- Exercise brief:
Output the lines below exactly, please, from the first line until the line with "reads [[194, 194]].", counting both.

[Saved data entries]
▼

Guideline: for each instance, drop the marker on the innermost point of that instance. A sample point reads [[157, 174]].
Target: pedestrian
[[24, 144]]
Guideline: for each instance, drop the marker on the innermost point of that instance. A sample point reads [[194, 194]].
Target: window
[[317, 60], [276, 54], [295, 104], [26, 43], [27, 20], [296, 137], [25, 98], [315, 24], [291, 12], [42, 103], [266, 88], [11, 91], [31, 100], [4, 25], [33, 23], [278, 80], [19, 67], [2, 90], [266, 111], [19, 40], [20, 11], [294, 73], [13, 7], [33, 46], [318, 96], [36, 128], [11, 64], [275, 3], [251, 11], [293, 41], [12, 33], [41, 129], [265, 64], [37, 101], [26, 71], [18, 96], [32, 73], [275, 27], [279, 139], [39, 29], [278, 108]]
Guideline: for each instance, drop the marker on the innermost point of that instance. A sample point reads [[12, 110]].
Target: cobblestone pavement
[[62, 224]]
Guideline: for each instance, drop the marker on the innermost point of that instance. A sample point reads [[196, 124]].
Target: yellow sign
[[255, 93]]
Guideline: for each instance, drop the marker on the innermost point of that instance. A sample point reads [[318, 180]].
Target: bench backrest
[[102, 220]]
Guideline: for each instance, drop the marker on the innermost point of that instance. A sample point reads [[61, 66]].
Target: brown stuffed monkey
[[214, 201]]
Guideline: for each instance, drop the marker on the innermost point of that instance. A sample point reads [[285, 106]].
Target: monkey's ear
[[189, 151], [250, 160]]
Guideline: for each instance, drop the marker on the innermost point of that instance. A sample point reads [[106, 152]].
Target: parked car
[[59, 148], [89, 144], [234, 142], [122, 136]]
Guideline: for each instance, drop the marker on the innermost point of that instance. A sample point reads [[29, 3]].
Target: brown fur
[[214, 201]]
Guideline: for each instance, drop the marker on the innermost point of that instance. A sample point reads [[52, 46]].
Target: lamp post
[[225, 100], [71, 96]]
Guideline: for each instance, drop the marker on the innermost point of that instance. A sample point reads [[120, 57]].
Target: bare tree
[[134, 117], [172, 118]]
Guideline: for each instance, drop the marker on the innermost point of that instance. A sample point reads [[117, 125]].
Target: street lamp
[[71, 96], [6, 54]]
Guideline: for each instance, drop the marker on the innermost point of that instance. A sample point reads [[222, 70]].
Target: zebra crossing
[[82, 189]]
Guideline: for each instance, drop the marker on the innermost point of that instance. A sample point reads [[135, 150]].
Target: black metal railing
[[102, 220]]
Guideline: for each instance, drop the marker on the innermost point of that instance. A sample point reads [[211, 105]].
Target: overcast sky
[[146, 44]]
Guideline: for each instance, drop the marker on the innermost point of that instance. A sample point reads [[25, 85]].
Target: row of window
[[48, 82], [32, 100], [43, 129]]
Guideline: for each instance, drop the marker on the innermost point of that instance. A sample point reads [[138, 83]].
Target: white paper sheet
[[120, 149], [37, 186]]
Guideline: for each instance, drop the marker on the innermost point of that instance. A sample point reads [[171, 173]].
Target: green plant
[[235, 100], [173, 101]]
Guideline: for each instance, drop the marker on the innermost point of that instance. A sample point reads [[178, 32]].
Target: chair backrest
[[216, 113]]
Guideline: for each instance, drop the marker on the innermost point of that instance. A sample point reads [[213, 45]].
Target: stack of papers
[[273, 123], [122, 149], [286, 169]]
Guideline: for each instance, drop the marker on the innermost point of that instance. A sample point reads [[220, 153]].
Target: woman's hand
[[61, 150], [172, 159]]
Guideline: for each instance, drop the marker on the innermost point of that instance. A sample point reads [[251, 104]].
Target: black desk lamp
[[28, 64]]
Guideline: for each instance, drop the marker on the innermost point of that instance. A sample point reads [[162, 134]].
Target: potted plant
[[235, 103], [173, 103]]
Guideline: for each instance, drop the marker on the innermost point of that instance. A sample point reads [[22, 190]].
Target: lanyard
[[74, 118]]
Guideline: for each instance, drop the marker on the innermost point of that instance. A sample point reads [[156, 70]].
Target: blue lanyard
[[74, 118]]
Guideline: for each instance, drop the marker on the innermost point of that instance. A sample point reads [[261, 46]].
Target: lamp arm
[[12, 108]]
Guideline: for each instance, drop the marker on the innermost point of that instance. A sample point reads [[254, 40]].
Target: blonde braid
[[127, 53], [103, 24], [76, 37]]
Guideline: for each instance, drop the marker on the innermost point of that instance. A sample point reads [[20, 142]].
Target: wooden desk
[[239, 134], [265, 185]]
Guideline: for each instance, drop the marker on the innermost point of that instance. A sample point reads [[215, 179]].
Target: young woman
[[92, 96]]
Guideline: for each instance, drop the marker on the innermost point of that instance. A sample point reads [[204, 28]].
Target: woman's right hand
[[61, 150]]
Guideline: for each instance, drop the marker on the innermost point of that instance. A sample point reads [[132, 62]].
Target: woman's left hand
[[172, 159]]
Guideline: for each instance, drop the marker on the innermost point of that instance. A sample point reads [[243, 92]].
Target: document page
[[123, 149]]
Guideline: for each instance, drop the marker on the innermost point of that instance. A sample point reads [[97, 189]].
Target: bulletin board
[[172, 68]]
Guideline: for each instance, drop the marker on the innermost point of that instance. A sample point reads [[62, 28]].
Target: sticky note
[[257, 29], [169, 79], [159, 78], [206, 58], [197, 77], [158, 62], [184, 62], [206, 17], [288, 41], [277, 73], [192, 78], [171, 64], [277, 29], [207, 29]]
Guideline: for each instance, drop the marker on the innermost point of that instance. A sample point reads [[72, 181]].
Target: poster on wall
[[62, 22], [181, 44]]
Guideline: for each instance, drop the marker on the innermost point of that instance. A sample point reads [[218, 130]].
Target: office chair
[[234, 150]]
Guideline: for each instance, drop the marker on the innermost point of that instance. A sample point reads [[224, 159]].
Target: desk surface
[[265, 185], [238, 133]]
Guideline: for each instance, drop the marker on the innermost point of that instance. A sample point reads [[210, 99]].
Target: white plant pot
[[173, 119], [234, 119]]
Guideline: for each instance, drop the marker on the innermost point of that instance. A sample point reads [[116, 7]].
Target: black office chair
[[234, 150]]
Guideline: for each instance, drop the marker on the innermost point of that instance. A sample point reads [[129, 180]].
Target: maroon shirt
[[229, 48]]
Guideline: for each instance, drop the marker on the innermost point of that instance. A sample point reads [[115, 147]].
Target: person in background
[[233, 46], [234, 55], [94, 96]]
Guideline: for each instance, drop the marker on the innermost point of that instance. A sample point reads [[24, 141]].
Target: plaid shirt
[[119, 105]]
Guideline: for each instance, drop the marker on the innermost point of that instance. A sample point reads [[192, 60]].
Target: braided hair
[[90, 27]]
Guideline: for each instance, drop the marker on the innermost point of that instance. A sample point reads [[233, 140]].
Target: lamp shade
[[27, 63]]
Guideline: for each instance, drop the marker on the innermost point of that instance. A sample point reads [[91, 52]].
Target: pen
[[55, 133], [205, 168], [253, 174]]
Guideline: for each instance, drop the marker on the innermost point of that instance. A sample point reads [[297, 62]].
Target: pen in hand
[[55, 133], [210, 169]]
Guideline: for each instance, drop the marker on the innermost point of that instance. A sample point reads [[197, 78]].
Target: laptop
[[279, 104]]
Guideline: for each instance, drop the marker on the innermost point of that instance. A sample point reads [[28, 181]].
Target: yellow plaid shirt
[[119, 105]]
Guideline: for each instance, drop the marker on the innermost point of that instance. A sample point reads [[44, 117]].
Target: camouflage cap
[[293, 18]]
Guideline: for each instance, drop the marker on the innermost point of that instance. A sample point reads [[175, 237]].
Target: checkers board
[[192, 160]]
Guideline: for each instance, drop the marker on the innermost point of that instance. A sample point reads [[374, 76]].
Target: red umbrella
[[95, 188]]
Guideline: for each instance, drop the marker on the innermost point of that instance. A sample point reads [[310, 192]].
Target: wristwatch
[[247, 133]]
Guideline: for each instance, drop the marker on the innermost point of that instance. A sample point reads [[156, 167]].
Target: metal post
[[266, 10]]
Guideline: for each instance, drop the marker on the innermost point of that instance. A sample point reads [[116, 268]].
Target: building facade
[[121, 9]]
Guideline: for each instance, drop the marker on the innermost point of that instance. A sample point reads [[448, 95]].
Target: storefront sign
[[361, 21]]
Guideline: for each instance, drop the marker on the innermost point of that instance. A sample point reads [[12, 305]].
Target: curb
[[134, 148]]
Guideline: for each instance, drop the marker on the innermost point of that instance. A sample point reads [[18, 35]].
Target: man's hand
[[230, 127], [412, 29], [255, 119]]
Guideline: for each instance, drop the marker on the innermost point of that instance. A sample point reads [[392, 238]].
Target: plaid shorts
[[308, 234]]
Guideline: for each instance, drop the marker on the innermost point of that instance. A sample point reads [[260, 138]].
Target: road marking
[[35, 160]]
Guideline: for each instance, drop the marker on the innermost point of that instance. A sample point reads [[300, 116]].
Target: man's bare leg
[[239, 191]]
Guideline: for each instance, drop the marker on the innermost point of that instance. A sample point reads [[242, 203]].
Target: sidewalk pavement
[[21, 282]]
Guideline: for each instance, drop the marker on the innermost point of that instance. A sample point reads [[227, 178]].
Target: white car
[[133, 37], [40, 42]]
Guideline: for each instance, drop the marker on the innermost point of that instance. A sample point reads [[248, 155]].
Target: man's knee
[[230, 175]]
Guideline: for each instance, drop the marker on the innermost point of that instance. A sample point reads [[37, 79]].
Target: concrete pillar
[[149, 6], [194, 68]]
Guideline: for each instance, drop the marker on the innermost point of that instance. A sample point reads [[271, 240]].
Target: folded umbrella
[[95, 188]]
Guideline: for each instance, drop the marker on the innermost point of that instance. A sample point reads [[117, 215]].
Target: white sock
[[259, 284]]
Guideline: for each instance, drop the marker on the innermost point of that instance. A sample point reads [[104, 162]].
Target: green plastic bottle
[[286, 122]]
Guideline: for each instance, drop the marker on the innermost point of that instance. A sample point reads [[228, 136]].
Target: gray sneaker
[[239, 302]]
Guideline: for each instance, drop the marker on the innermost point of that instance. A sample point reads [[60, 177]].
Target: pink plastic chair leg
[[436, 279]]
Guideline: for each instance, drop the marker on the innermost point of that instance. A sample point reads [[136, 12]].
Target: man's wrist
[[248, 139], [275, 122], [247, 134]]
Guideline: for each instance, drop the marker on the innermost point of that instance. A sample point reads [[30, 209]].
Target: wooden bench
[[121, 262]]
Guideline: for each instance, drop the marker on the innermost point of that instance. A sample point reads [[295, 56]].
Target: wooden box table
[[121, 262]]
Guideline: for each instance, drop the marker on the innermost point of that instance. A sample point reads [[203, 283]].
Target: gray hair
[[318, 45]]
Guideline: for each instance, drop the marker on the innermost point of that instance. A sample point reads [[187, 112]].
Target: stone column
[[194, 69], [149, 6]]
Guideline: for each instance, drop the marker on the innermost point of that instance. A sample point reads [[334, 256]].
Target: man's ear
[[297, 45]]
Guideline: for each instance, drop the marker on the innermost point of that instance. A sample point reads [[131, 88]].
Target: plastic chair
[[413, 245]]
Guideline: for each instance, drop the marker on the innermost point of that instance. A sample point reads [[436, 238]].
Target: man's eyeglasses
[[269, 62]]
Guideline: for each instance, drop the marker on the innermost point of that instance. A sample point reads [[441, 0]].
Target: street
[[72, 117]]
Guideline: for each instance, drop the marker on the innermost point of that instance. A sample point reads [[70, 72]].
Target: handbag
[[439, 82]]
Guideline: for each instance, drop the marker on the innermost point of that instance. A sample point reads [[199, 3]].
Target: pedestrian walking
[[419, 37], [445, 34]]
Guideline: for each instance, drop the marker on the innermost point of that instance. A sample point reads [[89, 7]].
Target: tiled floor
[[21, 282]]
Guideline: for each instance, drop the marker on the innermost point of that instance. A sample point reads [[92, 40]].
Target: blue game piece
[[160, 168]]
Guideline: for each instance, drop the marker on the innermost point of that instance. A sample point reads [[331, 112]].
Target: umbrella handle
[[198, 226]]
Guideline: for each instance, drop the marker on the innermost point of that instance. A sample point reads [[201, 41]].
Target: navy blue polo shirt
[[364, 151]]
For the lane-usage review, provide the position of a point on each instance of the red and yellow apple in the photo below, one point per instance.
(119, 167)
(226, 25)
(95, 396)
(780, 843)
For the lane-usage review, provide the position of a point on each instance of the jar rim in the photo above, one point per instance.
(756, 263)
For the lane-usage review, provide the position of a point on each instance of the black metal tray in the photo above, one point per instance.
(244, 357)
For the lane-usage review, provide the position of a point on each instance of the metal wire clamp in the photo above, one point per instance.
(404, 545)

▲

- Task answer:
Guideline: for each instance, drop the marker on the innermost point of that instance. A sample point reads [[157, 174]].
Target: pedestrian
[[24, 144]]
Guideline: for each instance, drop the marker on the innermost point of that instance. A sample point reads [[194, 194]].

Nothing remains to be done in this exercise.